▸ TRECHO FORNECIDO:
----------
A visita dos primos.

     Em dezembro de 1977 minha avó veio para minha casa e trouxe com ela dois netos: Toninho e Gilda.
     Vieram de trem.
     Eu não cabia em mim de tanta alegria. Os dias que eles passaram em casa foram inesquecíveis.
     A Gilda tinha a mesma idade que eu e o Toninho era um pouco mais velho.
     Imagine o que não virou a minha casa naquele final de ano... Três crianças ávidas por novas aventuras. Minha mãe e minha avó não tinham sossego...
     Guardo com muita saudade, na lembrança, as artes daqueles dias, mas duas, entraram para a história...

                                                         Xixi na Cama

      Minha prima, na hora de dormir ouviu de minha avó uma recomendação: - Vá ao banheiro para não fazer xixi na cama...
      A Gilda foi sem dizer nada. Eu fui atrás dela e perguntei:
      - Você faz xixi na cama?
      - As vezes, respondeu.
      - Por que?
      - Acho gostoso. A cama fica quentinha...
      E eu, que não tinha a menor lembrança de como era fazer xixi na cama, fiquei curiosa... Precisava experimentar a novidade.
      Depois que me deitei e percebi que a casa estava em silêncio, pus em prática meu plano... Soltei todo o xixi que tinha guardado para aquele momento. É, a Gilda não havia mentido. Era mesmo quentinho... Quanto a parte de ser gostoso... Quando começou a esfriar, quem disse que eu conseguia dormir?
      Levantei da cama e comecei a procurar um lençol para trocar minha cama. Fiz tanto barulho que minha mãe veio saber o que estava acontecendo... Me pegou virando o colchão. Precisei me explicar.
      A punição foi a seguinte: - Lavar o lençol assim que acordasse... E colocar o colchão no sol, para secar.
      Quase morri de vergonha...
----------
▸ LISTAGEM:

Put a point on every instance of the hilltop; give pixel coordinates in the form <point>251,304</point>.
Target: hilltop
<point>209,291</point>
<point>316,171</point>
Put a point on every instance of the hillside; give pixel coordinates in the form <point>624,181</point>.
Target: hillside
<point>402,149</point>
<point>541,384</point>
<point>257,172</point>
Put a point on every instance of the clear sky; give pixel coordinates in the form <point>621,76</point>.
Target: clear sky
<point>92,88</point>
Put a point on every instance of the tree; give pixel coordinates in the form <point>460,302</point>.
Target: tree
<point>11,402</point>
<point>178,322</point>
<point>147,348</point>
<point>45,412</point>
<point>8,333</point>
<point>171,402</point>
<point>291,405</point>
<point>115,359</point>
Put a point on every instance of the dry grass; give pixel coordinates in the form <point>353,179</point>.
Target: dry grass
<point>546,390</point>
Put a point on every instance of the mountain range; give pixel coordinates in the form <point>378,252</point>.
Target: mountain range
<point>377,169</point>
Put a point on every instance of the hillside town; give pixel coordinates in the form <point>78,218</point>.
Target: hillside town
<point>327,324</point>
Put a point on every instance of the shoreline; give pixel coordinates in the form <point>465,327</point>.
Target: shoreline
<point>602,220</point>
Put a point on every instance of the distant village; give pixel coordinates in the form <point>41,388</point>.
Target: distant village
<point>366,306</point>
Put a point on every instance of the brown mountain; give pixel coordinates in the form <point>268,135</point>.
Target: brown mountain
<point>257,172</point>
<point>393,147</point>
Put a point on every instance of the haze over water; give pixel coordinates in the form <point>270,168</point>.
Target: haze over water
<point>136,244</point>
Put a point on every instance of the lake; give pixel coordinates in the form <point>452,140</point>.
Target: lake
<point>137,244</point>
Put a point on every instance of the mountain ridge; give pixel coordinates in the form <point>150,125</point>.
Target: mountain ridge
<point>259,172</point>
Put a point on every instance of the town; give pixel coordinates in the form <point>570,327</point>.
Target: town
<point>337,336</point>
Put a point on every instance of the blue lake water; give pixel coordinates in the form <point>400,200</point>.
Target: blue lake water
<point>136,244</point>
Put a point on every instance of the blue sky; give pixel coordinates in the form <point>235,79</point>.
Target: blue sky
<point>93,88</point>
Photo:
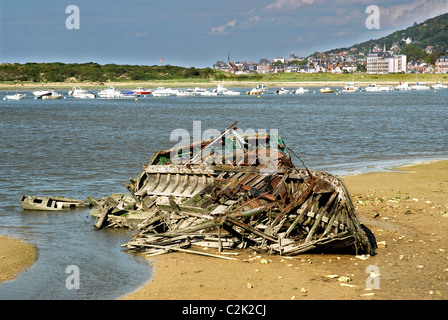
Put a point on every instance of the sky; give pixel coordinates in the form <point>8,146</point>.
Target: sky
<point>193,32</point>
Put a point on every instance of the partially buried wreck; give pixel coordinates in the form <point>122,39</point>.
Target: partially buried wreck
<point>235,191</point>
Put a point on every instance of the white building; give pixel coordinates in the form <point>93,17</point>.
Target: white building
<point>381,63</point>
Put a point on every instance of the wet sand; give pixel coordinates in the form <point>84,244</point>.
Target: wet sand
<point>15,257</point>
<point>406,209</point>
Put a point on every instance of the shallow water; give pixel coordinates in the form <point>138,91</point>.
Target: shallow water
<point>77,148</point>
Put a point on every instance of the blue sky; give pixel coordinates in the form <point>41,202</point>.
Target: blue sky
<point>193,32</point>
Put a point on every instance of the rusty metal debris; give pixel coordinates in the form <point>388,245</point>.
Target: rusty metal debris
<point>236,191</point>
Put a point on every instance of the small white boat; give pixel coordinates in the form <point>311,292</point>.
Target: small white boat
<point>439,85</point>
<point>282,91</point>
<point>162,92</point>
<point>222,90</point>
<point>110,93</point>
<point>79,93</point>
<point>300,90</point>
<point>185,93</point>
<point>262,88</point>
<point>378,88</point>
<point>17,96</point>
<point>254,92</point>
<point>52,96</point>
<point>403,87</point>
<point>39,93</point>
<point>350,87</point>
<point>326,90</point>
<point>141,91</point>
<point>420,86</point>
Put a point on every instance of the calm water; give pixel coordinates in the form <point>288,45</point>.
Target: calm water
<point>77,148</point>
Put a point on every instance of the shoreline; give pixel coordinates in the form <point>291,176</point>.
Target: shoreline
<point>16,256</point>
<point>180,84</point>
<point>406,209</point>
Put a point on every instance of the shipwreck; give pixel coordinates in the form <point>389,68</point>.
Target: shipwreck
<point>233,192</point>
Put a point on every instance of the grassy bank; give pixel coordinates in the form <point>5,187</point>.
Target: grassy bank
<point>272,80</point>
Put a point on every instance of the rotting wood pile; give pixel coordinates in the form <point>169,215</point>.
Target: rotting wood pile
<point>255,198</point>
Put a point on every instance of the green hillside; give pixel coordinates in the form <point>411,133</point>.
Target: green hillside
<point>432,32</point>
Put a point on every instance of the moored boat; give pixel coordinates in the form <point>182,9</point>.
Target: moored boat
<point>326,90</point>
<point>51,203</point>
<point>17,96</point>
<point>350,87</point>
<point>52,96</point>
<point>439,85</point>
<point>110,93</point>
<point>79,93</point>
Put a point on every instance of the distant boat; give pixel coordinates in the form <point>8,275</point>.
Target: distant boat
<point>79,93</point>
<point>420,86</point>
<point>326,90</point>
<point>262,88</point>
<point>52,96</point>
<point>300,91</point>
<point>378,88</point>
<point>222,90</point>
<point>350,87</point>
<point>17,96</point>
<point>439,85</point>
<point>110,93</point>
<point>162,92</point>
<point>403,87</point>
<point>141,90</point>
<point>253,92</point>
<point>185,93</point>
<point>282,91</point>
<point>40,93</point>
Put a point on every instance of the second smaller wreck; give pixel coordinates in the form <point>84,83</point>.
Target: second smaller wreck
<point>236,191</point>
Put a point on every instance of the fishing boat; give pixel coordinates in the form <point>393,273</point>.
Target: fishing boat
<point>141,91</point>
<point>162,92</point>
<point>110,93</point>
<point>17,96</point>
<point>262,88</point>
<point>40,93</point>
<point>52,96</point>
<point>420,86</point>
<point>230,184</point>
<point>51,203</point>
<point>403,86</point>
<point>350,87</point>
<point>282,91</point>
<point>439,85</point>
<point>378,88</point>
<point>253,92</point>
<point>326,90</point>
<point>77,92</point>
<point>300,90</point>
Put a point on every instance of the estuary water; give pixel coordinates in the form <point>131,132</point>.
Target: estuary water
<point>79,148</point>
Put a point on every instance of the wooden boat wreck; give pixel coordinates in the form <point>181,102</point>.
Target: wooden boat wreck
<point>51,203</point>
<point>256,198</point>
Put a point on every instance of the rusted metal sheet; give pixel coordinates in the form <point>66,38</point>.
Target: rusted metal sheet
<point>251,200</point>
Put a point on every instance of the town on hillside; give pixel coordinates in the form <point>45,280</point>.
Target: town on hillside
<point>377,60</point>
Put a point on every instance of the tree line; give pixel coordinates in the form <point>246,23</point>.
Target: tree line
<point>94,72</point>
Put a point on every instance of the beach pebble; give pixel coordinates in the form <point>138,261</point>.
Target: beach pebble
<point>344,279</point>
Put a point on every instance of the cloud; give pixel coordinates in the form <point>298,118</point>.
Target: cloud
<point>402,14</point>
<point>288,4</point>
<point>224,28</point>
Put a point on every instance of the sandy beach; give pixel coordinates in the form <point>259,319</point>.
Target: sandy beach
<point>406,209</point>
<point>15,257</point>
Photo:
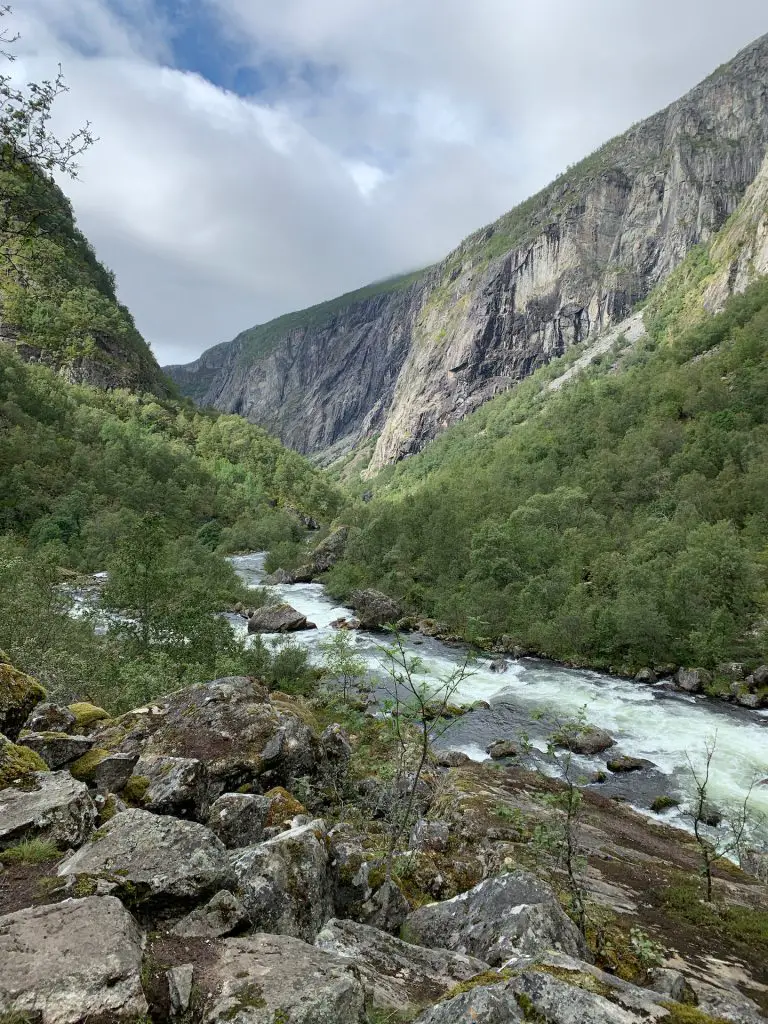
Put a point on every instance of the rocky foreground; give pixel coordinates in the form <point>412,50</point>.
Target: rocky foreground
<point>219,857</point>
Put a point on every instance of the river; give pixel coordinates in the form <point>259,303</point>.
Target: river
<point>651,722</point>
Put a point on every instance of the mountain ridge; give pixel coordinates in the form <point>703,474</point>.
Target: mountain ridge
<point>397,368</point>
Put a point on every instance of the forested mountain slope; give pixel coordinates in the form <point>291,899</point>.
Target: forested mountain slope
<point>397,364</point>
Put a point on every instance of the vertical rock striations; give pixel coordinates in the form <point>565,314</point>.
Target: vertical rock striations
<point>402,360</point>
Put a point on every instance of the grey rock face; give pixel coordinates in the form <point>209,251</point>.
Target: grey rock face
<point>265,978</point>
<point>239,818</point>
<point>56,749</point>
<point>285,884</point>
<point>161,863</point>
<point>222,914</point>
<point>395,974</point>
<point>72,962</point>
<point>499,919</point>
<point>177,785</point>
<point>59,809</point>
<point>48,717</point>
<point>412,359</point>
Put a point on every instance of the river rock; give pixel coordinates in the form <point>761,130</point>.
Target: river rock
<point>72,962</point>
<point>374,608</point>
<point>176,785</point>
<point>268,978</point>
<point>49,717</point>
<point>395,974</point>
<point>18,765</point>
<point>53,806</point>
<point>586,739</point>
<point>285,884</point>
<point>19,693</point>
<point>239,818</point>
<point>163,864</point>
<point>499,919</point>
<point>222,914</point>
<point>278,619</point>
<point>244,737</point>
<point>56,749</point>
<point>692,680</point>
<point>502,749</point>
<point>623,763</point>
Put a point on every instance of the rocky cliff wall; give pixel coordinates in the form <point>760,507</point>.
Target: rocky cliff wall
<point>403,365</point>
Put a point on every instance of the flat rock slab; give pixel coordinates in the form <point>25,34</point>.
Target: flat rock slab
<point>72,962</point>
<point>268,978</point>
<point>395,974</point>
<point>161,863</point>
<point>57,809</point>
<point>499,919</point>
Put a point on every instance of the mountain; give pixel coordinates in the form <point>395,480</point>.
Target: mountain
<point>396,364</point>
<point>57,302</point>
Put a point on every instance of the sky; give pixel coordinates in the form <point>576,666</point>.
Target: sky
<point>256,157</point>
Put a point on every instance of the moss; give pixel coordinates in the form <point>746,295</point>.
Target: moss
<point>18,764</point>
<point>31,851</point>
<point>282,806</point>
<point>87,715</point>
<point>18,695</point>
<point>84,767</point>
<point>135,788</point>
<point>679,1014</point>
<point>479,981</point>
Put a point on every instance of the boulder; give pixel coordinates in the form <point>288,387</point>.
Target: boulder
----------
▸ TAREFAS A REALIZAR:
a) No relato da visita dos primos, reescreva de forma mais curta o parágrafo que começa com "Levantei da cama e comecei", mantendo os fatos principais.
b) Indique se cada afirmação concorda com o relato da visita dos primos, respondendo sim ou não e citando as palavras do relato que decidem a questão:
(i) A avó e os dois netos chegaram de ônibus.
(ii) Gilda tinha a mesma idade de quem narra.
(iii) Parte da punição era lavar o lençol.
c) Retome o relato da visita dos primos a partir da última frase apresentada.

▸ RESULTADOS DAS TAREFAS:
a) Levantei, procurei um lençol para trocar a cama e fiz tanto barulho que minha mãe apareceu. Ela me pegou virando o colchão, e tive de explicar.

b)
(i) Não: "Vieram de trem."
(ii) Sim: "A Gilda tinha a mesma idade que eu"
(iii) Sim: "Lavar o lençol assim que acordasse..."

c)
      Depois disso, xixi na cama, nunca mais!
                                                         

                                                      Champagne

      O Toninho, além de ser o mais velho, era bem mais "esperto" que Gilda e eu. Tinha grandes idéias o tempo todo. E nós duas, éramos sempre suas cúmplices...
      Na tarde do Natal, depois de muitas negativas quanto a nossa vontade de tomar champagne (sidra, na verdade...) o Toninho decidiu pegar uma garrafa da geladeira sem que ninguém visse.
      Pegou a garrafa escondido e levou para o fundo do quintal. Nós duas fomos atrás...
      Ele abriu a garrafa e provou, no gargalo mesmo. Nós duas repetimos seu gesto. E fomos bebendo, só no gargalo... até acabar. Eu  comecei a achar graça de tudo... Qualquer coisa era motivo para uma boa gargalhada... Estava bebada! Não me lembro se a Gilda ou o Toninho aprontaram alguma coisa, mas eu aprontei...
      Fui na frente de casa, peguei a mangueira, abri a torneira e comecei a molhar todo mundo que via pela frente, dizendo:
      - Olha a neve! Feliz Natal...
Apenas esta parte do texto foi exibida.